- _DIRECTION_
Extract every line in the entries below that contains the string "reef". Treat uppercase and lowercase letters as different.

[START OF DATA EXCERPTS]

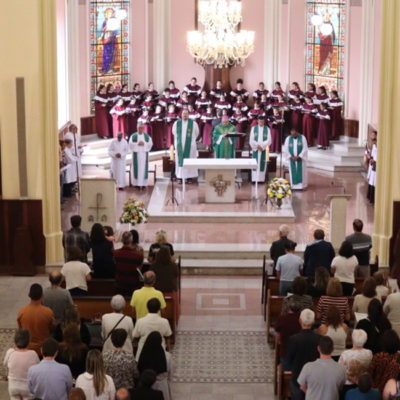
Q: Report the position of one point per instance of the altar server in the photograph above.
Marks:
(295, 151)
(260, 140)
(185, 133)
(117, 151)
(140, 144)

[END OF DATA EXCERPTS]
[START OF DATA EXCERPTS]

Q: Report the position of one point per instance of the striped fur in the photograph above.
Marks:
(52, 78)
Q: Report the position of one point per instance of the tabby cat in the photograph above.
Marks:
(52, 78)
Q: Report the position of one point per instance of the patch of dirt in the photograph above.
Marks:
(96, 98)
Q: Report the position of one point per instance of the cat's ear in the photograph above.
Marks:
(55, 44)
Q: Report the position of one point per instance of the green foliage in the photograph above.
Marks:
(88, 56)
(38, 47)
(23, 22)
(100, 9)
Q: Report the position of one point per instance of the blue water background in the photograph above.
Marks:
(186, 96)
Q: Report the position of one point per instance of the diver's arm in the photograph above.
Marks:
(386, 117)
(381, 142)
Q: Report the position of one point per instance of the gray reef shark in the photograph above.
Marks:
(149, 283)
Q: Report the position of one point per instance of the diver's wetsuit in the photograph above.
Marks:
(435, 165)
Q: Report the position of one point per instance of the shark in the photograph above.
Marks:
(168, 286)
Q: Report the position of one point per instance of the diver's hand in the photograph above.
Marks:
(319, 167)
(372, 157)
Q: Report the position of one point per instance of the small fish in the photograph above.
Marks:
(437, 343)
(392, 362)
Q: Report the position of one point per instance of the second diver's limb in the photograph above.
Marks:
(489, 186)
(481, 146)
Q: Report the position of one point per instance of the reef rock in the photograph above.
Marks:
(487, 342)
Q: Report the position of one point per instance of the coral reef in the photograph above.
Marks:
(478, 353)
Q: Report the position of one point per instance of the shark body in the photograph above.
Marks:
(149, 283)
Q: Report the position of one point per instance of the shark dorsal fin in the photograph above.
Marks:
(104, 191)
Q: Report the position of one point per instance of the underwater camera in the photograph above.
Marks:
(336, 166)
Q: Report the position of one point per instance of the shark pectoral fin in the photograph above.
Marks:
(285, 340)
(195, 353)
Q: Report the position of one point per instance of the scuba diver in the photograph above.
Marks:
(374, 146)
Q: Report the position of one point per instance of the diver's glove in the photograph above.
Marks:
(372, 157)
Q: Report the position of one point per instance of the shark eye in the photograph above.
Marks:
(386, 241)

[END OF DATA EXCERPTS]

- _TASK OUTPUT_
Q: Report the position of one point per instance of the gray reef shark in the photograph above.
Q: Report the position of one point per instance of the reef rock in the photograph above.
Q: Report the position of one point per instance of the coral reef in the photograph above.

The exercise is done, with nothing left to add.